Annotation data for object locations

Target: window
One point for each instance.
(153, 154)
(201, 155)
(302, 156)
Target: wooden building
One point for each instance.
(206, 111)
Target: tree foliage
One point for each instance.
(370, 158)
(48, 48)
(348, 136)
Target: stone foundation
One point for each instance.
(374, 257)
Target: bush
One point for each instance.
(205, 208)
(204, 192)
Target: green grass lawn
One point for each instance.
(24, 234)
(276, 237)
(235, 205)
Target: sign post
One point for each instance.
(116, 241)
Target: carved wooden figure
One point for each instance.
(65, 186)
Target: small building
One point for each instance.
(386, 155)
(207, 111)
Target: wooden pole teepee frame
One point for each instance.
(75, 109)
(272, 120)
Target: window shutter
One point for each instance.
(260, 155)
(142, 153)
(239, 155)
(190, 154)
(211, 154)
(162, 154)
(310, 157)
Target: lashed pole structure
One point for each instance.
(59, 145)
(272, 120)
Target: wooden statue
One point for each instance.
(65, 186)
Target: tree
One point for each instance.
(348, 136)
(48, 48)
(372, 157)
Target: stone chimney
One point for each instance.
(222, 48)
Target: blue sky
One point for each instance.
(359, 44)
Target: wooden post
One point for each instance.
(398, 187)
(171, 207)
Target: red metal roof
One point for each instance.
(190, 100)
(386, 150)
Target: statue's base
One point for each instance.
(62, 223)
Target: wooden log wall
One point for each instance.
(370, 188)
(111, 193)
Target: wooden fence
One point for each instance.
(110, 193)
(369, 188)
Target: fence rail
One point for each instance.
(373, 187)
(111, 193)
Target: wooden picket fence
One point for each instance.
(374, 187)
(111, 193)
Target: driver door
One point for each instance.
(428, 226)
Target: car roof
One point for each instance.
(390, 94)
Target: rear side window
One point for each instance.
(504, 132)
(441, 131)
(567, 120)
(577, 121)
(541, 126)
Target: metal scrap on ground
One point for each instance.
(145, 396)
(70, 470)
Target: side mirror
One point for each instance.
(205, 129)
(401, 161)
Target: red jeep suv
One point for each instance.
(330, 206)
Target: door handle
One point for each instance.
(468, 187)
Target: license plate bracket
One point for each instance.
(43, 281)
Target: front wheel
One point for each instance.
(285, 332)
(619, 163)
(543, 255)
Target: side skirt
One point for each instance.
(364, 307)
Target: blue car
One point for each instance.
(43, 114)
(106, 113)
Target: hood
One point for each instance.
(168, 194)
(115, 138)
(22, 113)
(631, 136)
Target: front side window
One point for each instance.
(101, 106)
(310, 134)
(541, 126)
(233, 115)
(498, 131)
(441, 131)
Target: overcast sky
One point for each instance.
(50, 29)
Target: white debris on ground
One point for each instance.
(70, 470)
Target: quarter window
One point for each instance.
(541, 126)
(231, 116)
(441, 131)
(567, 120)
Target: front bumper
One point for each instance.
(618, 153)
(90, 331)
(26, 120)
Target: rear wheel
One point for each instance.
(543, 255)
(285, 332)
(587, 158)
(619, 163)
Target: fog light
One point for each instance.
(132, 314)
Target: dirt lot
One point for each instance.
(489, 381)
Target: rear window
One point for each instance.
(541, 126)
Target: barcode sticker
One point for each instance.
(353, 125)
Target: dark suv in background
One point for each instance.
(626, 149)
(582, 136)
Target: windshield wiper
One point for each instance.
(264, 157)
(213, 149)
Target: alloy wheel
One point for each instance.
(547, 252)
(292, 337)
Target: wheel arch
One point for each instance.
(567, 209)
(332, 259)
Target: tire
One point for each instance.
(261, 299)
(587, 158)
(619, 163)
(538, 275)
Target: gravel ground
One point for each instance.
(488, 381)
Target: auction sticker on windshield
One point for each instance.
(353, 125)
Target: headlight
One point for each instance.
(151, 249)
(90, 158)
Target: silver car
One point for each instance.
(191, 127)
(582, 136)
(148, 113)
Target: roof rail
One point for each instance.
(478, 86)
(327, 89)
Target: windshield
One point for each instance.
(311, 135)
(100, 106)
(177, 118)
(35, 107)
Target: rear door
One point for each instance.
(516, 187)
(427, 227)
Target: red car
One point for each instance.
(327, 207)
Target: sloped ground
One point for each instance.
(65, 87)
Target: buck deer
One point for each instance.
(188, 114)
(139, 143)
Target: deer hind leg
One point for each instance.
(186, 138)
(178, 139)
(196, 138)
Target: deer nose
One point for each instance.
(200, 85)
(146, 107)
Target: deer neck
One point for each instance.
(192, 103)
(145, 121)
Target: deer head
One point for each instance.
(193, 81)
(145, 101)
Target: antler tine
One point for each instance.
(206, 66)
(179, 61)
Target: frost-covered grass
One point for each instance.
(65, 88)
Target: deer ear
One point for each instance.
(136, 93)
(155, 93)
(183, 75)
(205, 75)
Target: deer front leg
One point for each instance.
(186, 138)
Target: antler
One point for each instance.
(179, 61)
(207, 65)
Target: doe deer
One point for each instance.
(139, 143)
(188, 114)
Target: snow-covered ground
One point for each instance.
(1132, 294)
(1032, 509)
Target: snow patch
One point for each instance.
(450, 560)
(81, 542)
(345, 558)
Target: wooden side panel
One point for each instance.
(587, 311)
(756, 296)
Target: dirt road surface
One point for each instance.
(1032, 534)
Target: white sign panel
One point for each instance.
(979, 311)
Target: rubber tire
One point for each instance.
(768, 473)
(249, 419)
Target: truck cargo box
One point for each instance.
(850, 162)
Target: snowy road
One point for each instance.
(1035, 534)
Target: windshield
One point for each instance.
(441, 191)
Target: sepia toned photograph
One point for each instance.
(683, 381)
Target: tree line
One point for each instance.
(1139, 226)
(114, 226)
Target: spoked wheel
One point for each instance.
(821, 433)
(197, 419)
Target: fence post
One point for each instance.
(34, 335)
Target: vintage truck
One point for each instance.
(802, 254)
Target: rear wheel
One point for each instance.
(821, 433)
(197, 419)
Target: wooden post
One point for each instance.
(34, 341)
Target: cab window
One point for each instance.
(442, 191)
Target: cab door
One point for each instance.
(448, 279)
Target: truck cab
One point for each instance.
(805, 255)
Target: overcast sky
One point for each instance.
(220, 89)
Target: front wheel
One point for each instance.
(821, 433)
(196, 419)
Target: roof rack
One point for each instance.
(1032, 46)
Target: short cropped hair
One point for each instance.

• **Requirement**: Reproduce all of the data above line for line, without changing anything.

• **Exercise result**:
Target: window
One point for each instance.
(153, 154)
(201, 155)
(302, 156)
Target: wooden building
One point for each instance.
(206, 111)
Target: tree foliage
One point for each instance.
(370, 158)
(48, 48)
(348, 136)
Target: stone foundation
One point for each instance.
(374, 257)
Target: bush
One point for each instance.
(205, 208)
(204, 192)
Target: green grass lawn
One point for each instance.
(24, 234)
(276, 237)
(235, 205)
Target: sign post
One point for each instance.
(116, 241)
Target: carved wooden figure
One point for each instance.
(65, 186)
Target: small building
One point for each instance.
(386, 155)
(207, 111)
Target: wooden pole teepee frame
One point for each instance.
(75, 109)
(272, 120)
Target: window shutter
One point for each instance.
(260, 155)
(142, 153)
(239, 155)
(190, 154)
(211, 154)
(162, 154)
(310, 157)
Target: lashed pole structure
One point for each instance.
(59, 145)
(272, 120)
Target: wooden statue
One point for each instance.
(65, 186)
Target: tree
One point for each instance.
(348, 136)
(48, 48)
(372, 157)
Target: stone chimney
One point for each instance.
(222, 48)
Target: blue sky
One point for each instance.
(359, 44)
Target: wooden post
One point for each instance.
(398, 187)
(171, 207)
Target: red metal roof
One point for each instance.
(190, 100)
(386, 150)
Target: statue's base
One point for each instance.
(62, 223)
Target: wooden log wall
One point for each instance.
(370, 188)
(111, 193)
Target: wooden fence
One point for each instance.
(110, 193)
(369, 188)
Target: fence rail
One point for each instance.
(373, 187)
(111, 193)
Target: wooden picket fence
One point for each instance.
(374, 187)
(111, 193)
Target: driver door
One point for each instance.
(428, 226)
Target: car roof
One point for each instance.
(390, 94)
Target: rear side window
One point for each instance.
(504, 132)
(441, 131)
(567, 120)
(577, 121)
(541, 126)
Target: metal scrap on ground
One point for each instance.
(145, 396)
(70, 470)
Target: side mirror
One point for each instance.
(205, 129)
(401, 161)
Target: red jeep suv
One point for each instance.
(330, 206)
Target: door handle
One point for each instance.
(468, 187)
Target: license plate bracket
One point for each instance.
(43, 281)
Target: front wheel
One point for each instance.
(285, 332)
(619, 163)
(543, 255)
Target: side skirt
One point for each instance.
(364, 307)
Target: blue car
One point for each instance.
(43, 114)
(106, 113)
Target: hood
One point for each instance.
(168, 194)
(115, 138)
(22, 113)
(631, 136)
Target: front side window
One point for each instance.
(101, 106)
(310, 134)
(541, 126)
(233, 115)
(498, 131)
(441, 131)
Target: overcast sky
One point for each instance.
(50, 29)
Target: white debris on ground
One point for each instance.
(70, 470)
Target: quarter window
One point for each instance.
(541, 126)
(231, 116)
(441, 131)
(567, 120)
Target: front bumper
One point for each instance.
(618, 153)
(90, 331)
(26, 120)
Target: rear wheel
One point for each instance.
(543, 255)
(285, 332)
(587, 158)
(619, 163)
Target: fog light
One point for each instance.
(132, 314)
Target: dirt lot
One point for each instance.
(489, 381)
Target: rear window
One point for each instance.
(541, 126)
Target: barcode sticker
One point for each instance.
(353, 125)
Target: dark suv in background
One point for each instance.
(626, 149)
(582, 136)
Target: windshield wiper
One point for each instance.
(264, 157)
(213, 149)
Target: alloy wheel
One point for each instance.
(547, 252)
(292, 337)
Target: wheel arch
One point for each instance.
(567, 209)
(332, 259)
Target: tire
One point for each instance.
(261, 299)
(587, 158)
(619, 163)
(538, 275)
Target: gravel ground
One point for each instance.
(488, 381)
Target: auction sticker on windshield
One point for each instance.
(353, 125)
Target: headlight
One point for each instance.
(151, 249)
(90, 158)
Target: silver car
One point for each instance.
(191, 127)
(582, 136)
(148, 113)
Target: roof rail
One point for each instance.
(478, 86)
(327, 89)
Target: windshield
One point for each instance.
(311, 135)
(100, 106)
(177, 118)
(35, 107)
Target: rear door
One point for each instance.
(516, 187)
(427, 227)
Target: red car
One point for each instance.
(327, 207)
Target: sloped ground
One point for each instance.
(65, 87)
Target: buck deer
One point for each instance.
(188, 114)
(139, 143)
Target: deer hind leg
One point for each instance.
(186, 138)
(178, 139)
(196, 138)
Target: deer nose
One point for each instance.
(200, 85)
(146, 107)
Target: deer neck
One point for each instance.
(192, 103)
(145, 121)
Target: deer head
One point for each instance.
(193, 81)
(145, 101)
Target: antler tine
One point for each instance.
(206, 66)
(179, 61)
Target: frost-covered grass
One point for each instance.
(65, 88)
Target: deer ear
One point for each instance.
(136, 93)
(155, 93)
(183, 75)
(205, 75)
Target: deer front leg
One point for each instance.
(186, 138)
Target: antler
One point for each instance.
(179, 61)
(207, 65)
Target: doe deer
One point for each instance.
(139, 143)
(188, 114)
Target: snow-covered ground
One point for each instance.
(1132, 294)
(1032, 509)
Target: snow patch
One point for each instance.
(450, 560)
(81, 542)
(345, 558)
Target: wooden side panel
One point for each instance.
(587, 311)
(756, 296)
Target: dirt road surface
One point for each instance.
(1032, 534)
Target: white sign panel
One point for each instance.
(979, 311)
Target: rubber tire
One point for each instance.
(768, 473)
(249, 419)
Target: truck cargo box
One point for each instance.
(850, 162)
Target: snowy road
One point for each instance.
(1035, 534)
Target: windshield
One point for each instance.
(441, 191)
Target: sepia toned photograph
One point for each instance.
(683, 381)
Target: tree line
One point for each instance.
(1139, 226)
(114, 226)
Target: spoked wheel
One point for each instance.
(821, 433)
(197, 419)
Target: fence post
One point for each instance.
(34, 335)
Target: vintage truck
One point for each instance.
(802, 254)
Target: rear wheel
One point for each instance.
(821, 433)
(197, 419)
Target: wooden post
One point for each instance.
(34, 341)
Target: cab window
One point for each instance.
(442, 191)
Target: cab door
One point for each instance.
(448, 279)
Target: truck cab
One point for each instance.
(805, 255)
Target: overcast sky
One point for each instance.
(220, 89)
Target: front wheel
One point for each instance.
(821, 433)
(196, 419)
Target: roof rack
One point for each instance.
(1032, 46)
Target: short cropped hair
One point for each instance.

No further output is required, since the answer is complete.